§ **EXTRACT**:
Segment Open

Over time, Eddy Cue has emerged as one of the biggest advocates inside Apple for doing more ambitious deals, including AI ones.

An employee since 1989, Cue plays a unique role within Apple. While Apple is known for its secretive and insular culture, Cue is a gregarious figure who spends a lot of time actively engaging with his extensive network of contacts outside the company, especially in the entertainment industry. He’s often away from its Cupertino, Calif., headquarters, traveling for business.

Whenever Apple has gaps in its product offerings, his instinct is to look for a deal to fill it, said people who have worked closely with him. In past years, Cue championed acquisitions of both Netflix and Tesla at different times, according to people with knowledge of the matter. Cook shot him down in both cases.

In another instance, though, Cue successfully pushed Apple to do a deal that was outside its comfort zone. In 2014, at a moment when Apple was falling behind Spotify in the music business, Cue got Cook to agree to buy Beats, despite skepticism from Apple’s old guard about the $3 billion deal. Cue’s plan with Beats was partly to bring about a cultural shift in Apple’s music business, people familiar with his thinking said.

Segment Closed

§ **DATA PROVIDED**:
Segment Open

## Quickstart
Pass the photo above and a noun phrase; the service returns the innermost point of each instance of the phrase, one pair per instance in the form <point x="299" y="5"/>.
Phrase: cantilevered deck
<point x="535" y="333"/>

Segment Closed

§ **YOUR TASK**:
Continue the passage about Eddy Cue's role at Apple from its final sentence onward.

§ **ANSWER BELOW**:
But integrating Beats with Apple proved difficult. Apple staffers viewed the Beats engineering team responsible for its streaming music service as below Apple’s standards, according to former employees who worked on Apple Music. Apple ended up building its own streaming music service, Apple Music, from scratch rather than relying on Beats’ software. Beats’ headphones business has been more successful for Apple.

Among the leaders who have questioned the need to do AI deals in the past is Apple’s software chief, Craig Federighi.

For example, when Apple was looking into acquiring AI startup Turi years ago, Federighi argued against it and said his team could build similar capabilities in-house, said people familiar with the conversations. But a group of Apple executives pushed back, and Apple ended up acquiring Turi in 2016.

More recently, Cue has made the case to Federighi that Apple ought to do bolder AI deals to strengthen its position in the category, a person familiar with those discussions said.

AI Culture Clash

Doing AI deals is hardly a novel concept at Apple. For well over a decade, the company has been scooping up smaller startups in the category. Its track record of integrating them is checkered, though.

Apple’s most famous AI product, Siri, came through its acquisition of a startup by the same name in 2010, a deal Jobs was personally involved in. But Siri founders began leaving Apple after Jobs’ death in 2011 and the departure of former software head Scott Forstall a year later—events that left Siri without strong executive support inside the company.

Soon after John Giannandrea, a former Google executive, joined Apple in 2018 to lead its AI work, he got a green light to make one of his biggest acquisitions to date: AI startup Laserlike, founded by several of his former Google colleagues. Apple wanted to use Laserlike’s search engine software across Apple’s many different products.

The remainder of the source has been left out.